Could you copy these lines word for word, beginning at the line that contains "of the beige" and continuing through the last line? Leave the pictures out of your copy.

Data provided
* Start *

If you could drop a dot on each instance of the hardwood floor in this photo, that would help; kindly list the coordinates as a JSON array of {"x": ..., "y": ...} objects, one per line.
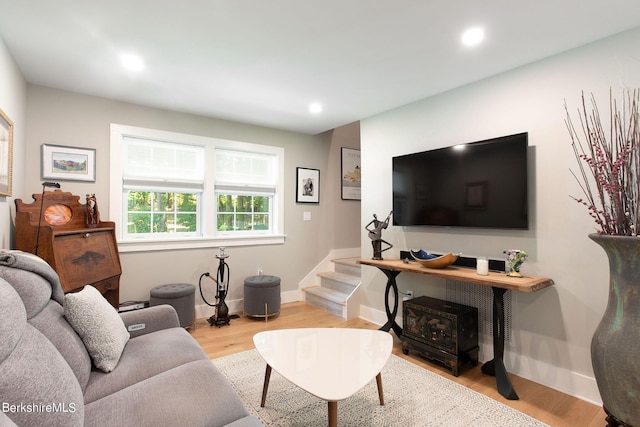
[{"x": 543, "y": 403}]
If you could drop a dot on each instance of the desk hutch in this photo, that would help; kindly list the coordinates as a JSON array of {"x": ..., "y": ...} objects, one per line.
[{"x": 80, "y": 253}]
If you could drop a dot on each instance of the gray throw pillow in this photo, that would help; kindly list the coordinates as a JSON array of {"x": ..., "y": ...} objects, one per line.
[{"x": 99, "y": 325}]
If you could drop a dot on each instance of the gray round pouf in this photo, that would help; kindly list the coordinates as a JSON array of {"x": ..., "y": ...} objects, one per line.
[
  {"x": 262, "y": 296},
  {"x": 181, "y": 296}
]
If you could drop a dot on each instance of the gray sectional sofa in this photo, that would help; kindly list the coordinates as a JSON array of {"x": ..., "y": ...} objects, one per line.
[{"x": 48, "y": 378}]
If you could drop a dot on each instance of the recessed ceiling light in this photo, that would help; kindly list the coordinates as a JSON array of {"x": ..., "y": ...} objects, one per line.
[
  {"x": 132, "y": 62},
  {"x": 315, "y": 108},
  {"x": 472, "y": 36}
]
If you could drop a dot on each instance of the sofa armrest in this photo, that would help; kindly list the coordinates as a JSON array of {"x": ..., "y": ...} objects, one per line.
[{"x": 151, "y": 319}]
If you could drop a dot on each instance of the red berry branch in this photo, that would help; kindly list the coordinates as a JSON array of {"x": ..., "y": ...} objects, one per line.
[{"x": 609, "y": 165}]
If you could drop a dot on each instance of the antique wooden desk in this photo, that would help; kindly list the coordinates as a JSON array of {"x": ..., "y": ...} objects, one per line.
[
  {"x": 499, "y": 282},
  {"x": 55, "y": 228}
]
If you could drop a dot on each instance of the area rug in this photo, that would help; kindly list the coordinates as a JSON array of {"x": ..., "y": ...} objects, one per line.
[{"x": 413, "y": 396}]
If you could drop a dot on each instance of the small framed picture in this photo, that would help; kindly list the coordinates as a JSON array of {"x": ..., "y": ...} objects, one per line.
[
  {"x": 6, "y": 154},
  {"x": 68, "y": 163},
  {"x": 307, "y": 185}
]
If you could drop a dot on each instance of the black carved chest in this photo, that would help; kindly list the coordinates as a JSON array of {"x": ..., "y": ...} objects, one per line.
[{"x": 442, "y": 331}]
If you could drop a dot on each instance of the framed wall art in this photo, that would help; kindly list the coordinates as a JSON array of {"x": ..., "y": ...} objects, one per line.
[
  {"x": 6, "y": 154},
  {"x": 307, "y": 185},
  {"x": 68, "y": 163},
  {"x": 351, "y": 182}
]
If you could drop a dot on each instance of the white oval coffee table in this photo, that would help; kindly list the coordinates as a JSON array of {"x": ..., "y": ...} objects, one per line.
[{"x": 330, "y": 363}]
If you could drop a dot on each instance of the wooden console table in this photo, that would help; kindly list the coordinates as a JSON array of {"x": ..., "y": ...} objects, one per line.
[{"x": 499, "y": 282}]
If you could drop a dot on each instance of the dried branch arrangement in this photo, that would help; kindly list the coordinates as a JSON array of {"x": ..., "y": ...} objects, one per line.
[{"x": 609, "y": 164}]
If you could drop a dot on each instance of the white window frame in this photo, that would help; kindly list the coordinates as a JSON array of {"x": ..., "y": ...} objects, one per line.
[{"x": 209, "y": 237}]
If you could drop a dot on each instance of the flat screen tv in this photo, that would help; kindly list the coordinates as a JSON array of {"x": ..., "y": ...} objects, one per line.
[{"x": 479, "y": 184}]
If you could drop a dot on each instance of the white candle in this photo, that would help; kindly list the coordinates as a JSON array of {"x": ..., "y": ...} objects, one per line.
[{"x": 482, "y": 266}]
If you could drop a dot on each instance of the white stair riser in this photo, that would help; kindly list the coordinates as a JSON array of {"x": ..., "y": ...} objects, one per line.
[
  {"x": 351, "y": 269},
  {"x": 326, "y": 305},
  {"x": 345, "y": 288}
]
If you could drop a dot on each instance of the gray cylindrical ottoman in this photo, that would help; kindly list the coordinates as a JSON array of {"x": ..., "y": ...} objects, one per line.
[
  {"x": 181, "y": 296},
  {"x": 262, "y": 296}
]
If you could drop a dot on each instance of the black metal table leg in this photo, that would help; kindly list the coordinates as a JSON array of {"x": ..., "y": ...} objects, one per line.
[
  {"x": 496, "y": 367},
  {"x": 391, "y": 314}
]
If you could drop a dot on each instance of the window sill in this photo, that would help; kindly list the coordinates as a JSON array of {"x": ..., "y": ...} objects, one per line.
[{"x": 197, "y": 243}]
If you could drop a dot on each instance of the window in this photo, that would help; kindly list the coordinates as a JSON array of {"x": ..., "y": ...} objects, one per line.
[{"x": 172, "y": 190}]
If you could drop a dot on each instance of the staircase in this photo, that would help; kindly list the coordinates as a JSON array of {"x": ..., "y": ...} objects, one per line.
[{"x": 338, "y": 292}]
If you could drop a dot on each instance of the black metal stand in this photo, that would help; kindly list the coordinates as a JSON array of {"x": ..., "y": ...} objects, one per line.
[
  {"x": 391, "y": 314},
  {"x": 496, "y": 367}
]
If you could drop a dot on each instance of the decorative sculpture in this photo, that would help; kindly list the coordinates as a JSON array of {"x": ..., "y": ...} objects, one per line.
[
  {"x": 93, "y": 215},
  {"x": 375, "y": 234},
  {"x": 515, "y": 258}
]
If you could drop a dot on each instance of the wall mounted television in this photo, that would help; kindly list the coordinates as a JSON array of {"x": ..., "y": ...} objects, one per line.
[{"x": 480, "y": 184}]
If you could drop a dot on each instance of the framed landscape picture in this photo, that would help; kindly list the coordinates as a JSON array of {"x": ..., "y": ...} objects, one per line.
[
  {"x": 68, "y": 163},
  {"x": 307, "y": 185},
  {"x": 6, "y": 154}
]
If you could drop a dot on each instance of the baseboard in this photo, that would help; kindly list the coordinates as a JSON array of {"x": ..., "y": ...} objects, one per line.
[{"x": 572, "y": 383}]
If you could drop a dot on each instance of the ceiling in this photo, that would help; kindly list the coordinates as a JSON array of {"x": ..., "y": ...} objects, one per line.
[{"x": 264, "y": 61}]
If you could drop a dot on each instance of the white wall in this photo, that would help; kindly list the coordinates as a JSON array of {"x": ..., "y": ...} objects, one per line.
[
  {"x": 12, "y": 102},
  {"x": 552, "y": 329},
  {"x": 64, "y": 118}
]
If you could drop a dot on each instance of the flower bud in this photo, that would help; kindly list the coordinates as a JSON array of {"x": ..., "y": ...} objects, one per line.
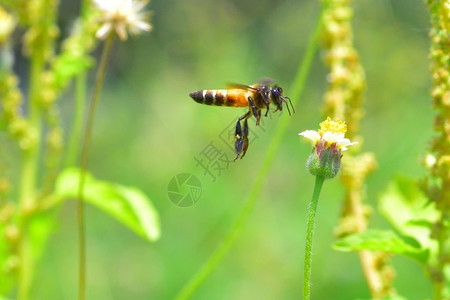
[{"x": 328, "y": 143}]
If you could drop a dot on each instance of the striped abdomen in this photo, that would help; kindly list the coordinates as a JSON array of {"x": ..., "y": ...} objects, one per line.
[{"x": 233, "y": 97}]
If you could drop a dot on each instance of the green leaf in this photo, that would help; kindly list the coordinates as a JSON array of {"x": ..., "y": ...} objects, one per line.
[
  {"x": 408, "y": 210},
  {"x": 381, "y": 240},
  {"x": 127, "y": 204}
]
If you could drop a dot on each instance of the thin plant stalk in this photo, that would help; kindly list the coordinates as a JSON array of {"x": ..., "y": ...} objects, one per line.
[
  {"x": 83, "y": 167},
  {"x": 309, "y": 238},
  {"x": 296, "y": 91},
  {"x": 28, "y": 177},
  {"x": 77, "y": 126}
]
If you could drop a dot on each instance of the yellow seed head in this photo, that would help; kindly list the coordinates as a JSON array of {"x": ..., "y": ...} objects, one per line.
[{"x": 332, "y": 126}]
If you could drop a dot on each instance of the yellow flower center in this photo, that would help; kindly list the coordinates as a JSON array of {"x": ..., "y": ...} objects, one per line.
[{"x": 332, "y": 126}]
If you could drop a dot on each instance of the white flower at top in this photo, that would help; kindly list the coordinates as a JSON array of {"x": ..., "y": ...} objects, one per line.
[
  {"x": 122, "y": 16},
  {"x": 328, "y": 142},
  {"x": 331, "y": 132}
]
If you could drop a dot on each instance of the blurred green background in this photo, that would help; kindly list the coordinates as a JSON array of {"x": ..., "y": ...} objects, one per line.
[{"x": 148, "y": 130}]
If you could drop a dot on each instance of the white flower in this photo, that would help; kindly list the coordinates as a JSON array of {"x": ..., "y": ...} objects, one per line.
[
  {"x": 328, "y": 142},
  {"x": 331, "y": 132},
  {"x": 122, "y": 16}
]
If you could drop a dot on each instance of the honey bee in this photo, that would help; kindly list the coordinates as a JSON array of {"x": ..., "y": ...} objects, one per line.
[{"x": 256, "y": 97}]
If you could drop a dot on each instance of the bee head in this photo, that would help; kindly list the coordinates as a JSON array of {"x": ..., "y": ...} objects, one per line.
[{"x": 279, "y": 99}]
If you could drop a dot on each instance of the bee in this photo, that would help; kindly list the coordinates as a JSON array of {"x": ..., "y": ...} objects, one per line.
[{"x": 256, "y": 97}]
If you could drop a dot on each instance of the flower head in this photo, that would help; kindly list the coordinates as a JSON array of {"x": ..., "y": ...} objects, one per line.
[
  {"x": 328, "y": 142},
  {"x": 122, "y": 16}
]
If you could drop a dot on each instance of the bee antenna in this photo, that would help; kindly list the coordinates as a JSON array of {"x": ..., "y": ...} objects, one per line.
[
  {"x": 287, "y": 106},
  {"x": 290, "y": 103}
]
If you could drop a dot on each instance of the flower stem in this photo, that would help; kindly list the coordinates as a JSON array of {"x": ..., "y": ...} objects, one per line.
[
  {"x": 77, "y": 126},
  {"x": 309, "y": 238},
  {"x": 296, "y": 92},
  {"x": 83, "y": 167},
  {"x": 28, "y": 177}
]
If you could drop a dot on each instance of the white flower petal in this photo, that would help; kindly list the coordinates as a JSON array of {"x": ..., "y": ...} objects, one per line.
[
  {"x": 103, "y": 31},
  {"x": 122, "y": 16},
  {"x": 311, "y": 134},
  {"x": 344, "y": 143}
]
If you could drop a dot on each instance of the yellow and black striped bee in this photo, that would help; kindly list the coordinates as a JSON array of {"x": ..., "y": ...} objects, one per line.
[{"x": 256, "y": 97}]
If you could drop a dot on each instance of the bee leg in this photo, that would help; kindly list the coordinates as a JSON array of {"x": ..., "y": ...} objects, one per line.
[
  {"x": 252, "y": 104},
  {"x": 241, "y": 137},
  {"x": 238, "y": 145},
  {"x": 258, "y": 118},
  {"x": 245, "y": 138}
]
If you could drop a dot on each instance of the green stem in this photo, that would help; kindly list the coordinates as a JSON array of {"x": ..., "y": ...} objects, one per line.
[
  {"x": 77, "y": 126},
  {"x": 297, "y": 89},
  {"x": 28, "y": 177},
  {"x": 309, "y": 238},
  {"x": 83, "y": 167}
]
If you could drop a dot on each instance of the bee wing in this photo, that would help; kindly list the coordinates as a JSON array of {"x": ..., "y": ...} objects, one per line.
[
  {"x": 266, "y": 81},
  {"x": 240, "y": 86}
]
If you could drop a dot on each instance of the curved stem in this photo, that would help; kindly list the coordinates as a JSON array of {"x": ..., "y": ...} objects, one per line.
[
  {"x": 309, "y": 238},
  {"x": 83, "y": 167},
  {"x": 296, "y": 91}
]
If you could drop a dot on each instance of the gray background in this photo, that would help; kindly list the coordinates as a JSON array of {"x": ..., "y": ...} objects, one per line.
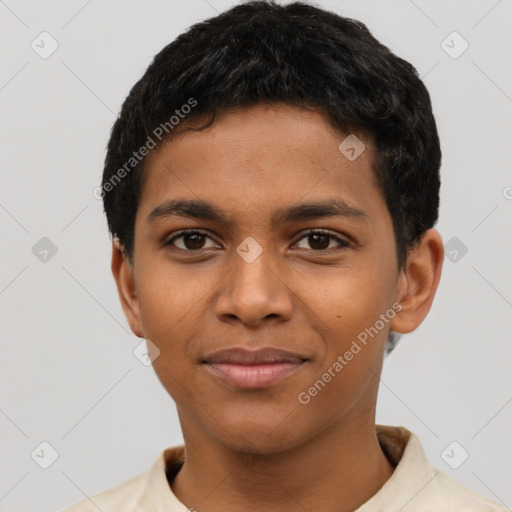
[{"x": 68, "y": 373}]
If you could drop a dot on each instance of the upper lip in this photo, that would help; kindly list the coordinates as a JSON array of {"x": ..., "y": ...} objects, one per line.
[{"x": 253, "y": 357}]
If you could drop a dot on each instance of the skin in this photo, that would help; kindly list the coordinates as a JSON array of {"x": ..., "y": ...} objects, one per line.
[{"x": 262, "y": 447}]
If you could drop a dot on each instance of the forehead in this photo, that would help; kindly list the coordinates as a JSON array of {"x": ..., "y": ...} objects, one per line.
[{"x": 257, "y": 159}]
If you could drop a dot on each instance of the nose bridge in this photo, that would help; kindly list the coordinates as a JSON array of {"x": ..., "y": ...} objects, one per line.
[{"x": 253, "y": 290}]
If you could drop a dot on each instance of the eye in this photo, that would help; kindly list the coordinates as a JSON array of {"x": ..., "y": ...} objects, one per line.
[
  {"x": 320, "y": 240},
  {"x": 191, "y": 240}
]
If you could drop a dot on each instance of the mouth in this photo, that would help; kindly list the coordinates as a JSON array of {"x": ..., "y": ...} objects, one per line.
[{"x": 246, "y": 369}]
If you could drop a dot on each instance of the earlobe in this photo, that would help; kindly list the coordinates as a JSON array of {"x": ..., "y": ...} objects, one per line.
[
  {"x": 125, "y": 282},
  {"x": 418, "y": 282}
]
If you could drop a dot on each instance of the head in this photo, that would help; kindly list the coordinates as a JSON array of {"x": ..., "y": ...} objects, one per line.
[{"x": 302, "y": 158}]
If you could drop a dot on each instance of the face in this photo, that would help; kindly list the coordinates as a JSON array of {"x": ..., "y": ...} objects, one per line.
[{"x": 259, "y": 269}]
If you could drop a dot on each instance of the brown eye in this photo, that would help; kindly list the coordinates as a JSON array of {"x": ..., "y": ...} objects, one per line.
[
  {"x": 321, "y": 240},
  {"x": 190, "y": 240}
]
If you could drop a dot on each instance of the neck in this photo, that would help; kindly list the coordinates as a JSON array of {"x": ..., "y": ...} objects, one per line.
[{"x": 336, "y": 471}]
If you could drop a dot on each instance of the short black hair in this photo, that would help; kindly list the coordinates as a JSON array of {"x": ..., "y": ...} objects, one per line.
[{"x": 264, "y": 52}]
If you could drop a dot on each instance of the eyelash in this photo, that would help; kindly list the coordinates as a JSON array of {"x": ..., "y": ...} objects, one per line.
[{"x": 343, "y": 243}]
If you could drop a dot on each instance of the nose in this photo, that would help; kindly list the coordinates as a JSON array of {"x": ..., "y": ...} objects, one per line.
[{"x": 254, "y": 292}]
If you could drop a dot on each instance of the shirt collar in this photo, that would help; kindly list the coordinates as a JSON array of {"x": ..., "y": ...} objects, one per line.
[{"x": 412, "y": 474}]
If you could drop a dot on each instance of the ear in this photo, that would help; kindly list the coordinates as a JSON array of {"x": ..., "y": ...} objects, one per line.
[
  {"x": 418, "y": 281},
  {"x": 124, "y": 276}
]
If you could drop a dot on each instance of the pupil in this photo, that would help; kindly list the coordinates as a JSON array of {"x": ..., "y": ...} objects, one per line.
[
  {"x": 193, "y": 239},
  {"x": 315, "y": 238}
]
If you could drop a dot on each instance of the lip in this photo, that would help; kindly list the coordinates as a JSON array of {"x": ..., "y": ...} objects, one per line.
[{"x": 247, "y": 369}]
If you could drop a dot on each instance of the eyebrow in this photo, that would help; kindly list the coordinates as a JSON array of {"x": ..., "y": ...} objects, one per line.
[{"x": 199, "y": 209}]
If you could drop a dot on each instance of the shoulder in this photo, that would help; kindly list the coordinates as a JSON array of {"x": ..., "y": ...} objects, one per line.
[
  {"x": 452, "y": 495},
  {"x": 121, "y": 497}
]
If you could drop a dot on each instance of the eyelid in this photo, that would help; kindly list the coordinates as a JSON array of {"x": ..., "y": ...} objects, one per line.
[{"x": 343, "y": 242}]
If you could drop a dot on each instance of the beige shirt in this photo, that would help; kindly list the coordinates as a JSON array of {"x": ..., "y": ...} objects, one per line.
[{"x": 415, "y": 485}]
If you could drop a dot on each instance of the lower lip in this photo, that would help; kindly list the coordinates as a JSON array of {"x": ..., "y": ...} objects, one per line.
[{"x": 253, "y": 376}]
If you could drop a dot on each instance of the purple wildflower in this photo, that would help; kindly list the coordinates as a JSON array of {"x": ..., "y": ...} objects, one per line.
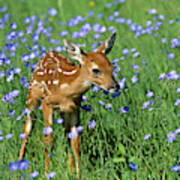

* End *

Task answer
If you could drop a dot on each instance of the beige shirt in this photo, that would help; kindly list the coordinates as a JSON array of {"x": ..., "y": ...} objects, one per line.
[{"x": 415, "y": 485}]
If you could drop a dot on each instance of the lower lip in this photo, that would help; kindly list the coordinates as a JSON array of {"x": ..., "y": ...} objects, one per line.
[{"x": 253, "y": 376}]
If you could drop a dot on each instance of the purple wildflower in this photo, that would help; kindly list the coordinates as a JSON array of {"x": ..., "y": ...} objects, one per line.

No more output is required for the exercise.